• **Problems and tasks**:
1/ In the text about Najran below, shorten the paragraph beginning "Najran was a Yemeni centre of cloth making" into a bulleted list that keeps its main facts.
2/ Continue the text about Najran below, picking up after its final sentence.

• **Reading passage**:
● ● ● ●

Najran ( ), is a city in southwestern Saudi Arabia near the border with Yemen. It is the capital of Najran Province. Designated as a new town, Najran is one of the fastest-growing cities in the kingdom; its population has risen from 47,500 in 1974 and 90,983 in 1992 to 246,880 in 2004 and 505,652 in 2017. The population mostly originates from the ancient tribes of Yām, Mákram, and Hamdan.

Najranis are Muslims, with Ismaili Shias forming a plurality. Hanbali, Shafi'i, and Maliki Sunnis form the second-largest religious group in the city, while the Zaydi Shia form the smallest religious group.

The Arabic term  has at least two meanings: both the wooden frame on which a door opens and also 'thirsty'. Local tradition also has it that the land derived its name from the first man to settle in the area, Najran ibn Zaydan ibn Saba ibn Yahjub ibn Yarub ibn Qahtan.

Najran was a Yemeni centre of cloth making and originally, the kiswah or the cloth of the Ka'aba was made there (the clothing of the Kaba first started by the Yemeni kings of Saba).  There used to be a Jewish community at Najran, renowned for the garments they manufactured.  According to Yemenite Jewish tradition, the Jews of Najran traced their origin to the Ten Tribes.  Najran was also an important stopping place on the Incense Route.

History

Early history

The history of Najrān can be traced back to 4,000 years ago. It was once occupied by the Romans; in fact, it was the first Yemeni city to fall to the Romans on their way to the Yemeni kingdom of Saba'. Najrān's most prosperous trading time was during the 1st and 2nd centuries BC. In ancient times it was known as Al-Ukhdūd.

● ● ● ●

(Data excerpts)
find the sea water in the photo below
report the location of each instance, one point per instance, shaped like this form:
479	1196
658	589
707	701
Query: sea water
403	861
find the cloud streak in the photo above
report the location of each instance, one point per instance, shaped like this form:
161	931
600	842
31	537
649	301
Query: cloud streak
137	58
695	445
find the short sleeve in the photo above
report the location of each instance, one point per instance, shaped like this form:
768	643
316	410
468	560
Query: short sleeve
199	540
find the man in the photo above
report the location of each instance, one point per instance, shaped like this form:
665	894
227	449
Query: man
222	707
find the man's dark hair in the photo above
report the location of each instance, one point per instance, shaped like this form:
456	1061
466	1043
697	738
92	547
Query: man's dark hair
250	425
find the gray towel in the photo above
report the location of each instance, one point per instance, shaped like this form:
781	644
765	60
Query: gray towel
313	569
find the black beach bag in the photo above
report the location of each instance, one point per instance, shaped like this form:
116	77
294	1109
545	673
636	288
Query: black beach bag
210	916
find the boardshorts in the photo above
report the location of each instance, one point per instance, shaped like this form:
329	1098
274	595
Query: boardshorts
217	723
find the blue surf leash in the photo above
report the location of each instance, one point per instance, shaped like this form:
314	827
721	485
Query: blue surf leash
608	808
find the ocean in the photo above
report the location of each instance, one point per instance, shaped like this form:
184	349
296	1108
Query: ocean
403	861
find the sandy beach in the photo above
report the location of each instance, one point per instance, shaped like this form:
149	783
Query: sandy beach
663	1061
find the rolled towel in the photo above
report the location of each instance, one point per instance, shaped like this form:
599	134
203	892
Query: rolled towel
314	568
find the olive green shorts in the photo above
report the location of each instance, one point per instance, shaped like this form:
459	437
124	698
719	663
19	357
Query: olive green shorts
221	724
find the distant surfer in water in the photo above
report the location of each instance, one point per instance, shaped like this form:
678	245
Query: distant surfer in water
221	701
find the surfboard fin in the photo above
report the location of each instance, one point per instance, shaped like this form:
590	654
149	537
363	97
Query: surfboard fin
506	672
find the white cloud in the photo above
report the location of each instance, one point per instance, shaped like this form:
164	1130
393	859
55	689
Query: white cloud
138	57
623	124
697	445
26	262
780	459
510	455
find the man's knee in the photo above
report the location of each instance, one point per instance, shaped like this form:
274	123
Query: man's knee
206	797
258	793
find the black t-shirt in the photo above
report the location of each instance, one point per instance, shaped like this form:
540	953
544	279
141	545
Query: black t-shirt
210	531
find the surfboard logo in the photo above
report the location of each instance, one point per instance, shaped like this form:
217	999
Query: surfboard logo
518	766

● ● ● ●

• **Outputs by task**:
1/
- Najran was a Yemeni center of cloth making, and the kiswah, the cloth of the Ka'aba, was originally made there.
- The clothing of the Ka'aba was first started by the Yemeni kings of Saba.
- A Jewish community once lived in Najran and was renowned for the garments it produced.
- Yemenite Jewish tradition holds that the Jews of Najran traced their origin to the Ten Tribes.
- Najran was an important stopping place on the Incense Route.

2/
Similar to other ancient place names in Arabia, Najrān may have originally been the name of the whole oasis including all towns and villages. The old name of the ruins now known as "al-Ukhdūd", which may have been the central town, probably corresponds to Ramat.

According to Greek and Roman sources, Najrān was a focal point of the Incense Route. All routes that left ancient Yemen to the north or west had to meet at Najrān, where the routes branched into two general directions, the ones leading north through the Ḥijāz towards Egypt and the Levant and those leading to the northeast towards Gerrha near the Persian Gulf.

Najrān was conquered around 685 BC by the Sabean Mukarrib (King) Karib'il Watar I King of Yemen. The later Sabean king Yithi'amar Bayin destroyed RagHmat around 510 BC. Najrān seems to have been under Minaean or Sabean rule at different times during the next centuries and after that, it was part of Yemen till 1937.

The Roman prefect of Egypt Aelius Gallus led a costly, arduous and ultimately unsuccessful expedition to conquer Arabia Felix and won a battle near Najrān in 25 BC. He occupied the city and used it as a base from which to attack the Sabaean capital at Ma'rib. According to Strabo, who called it 'Negrana', Najrān was at this time the northernmost city of the realm of Saba'.

When the Ḥimyarites conquered the Sabeans in AD 280 they probably also took control of Najrān. Sometime during the 3rd century, the people of Najrān sided with the Abyssinians who sent a governor named Sqlmqlm" in inscriptions. The Ḥimyar King Ilsharah Yahdib crushed this rebellion.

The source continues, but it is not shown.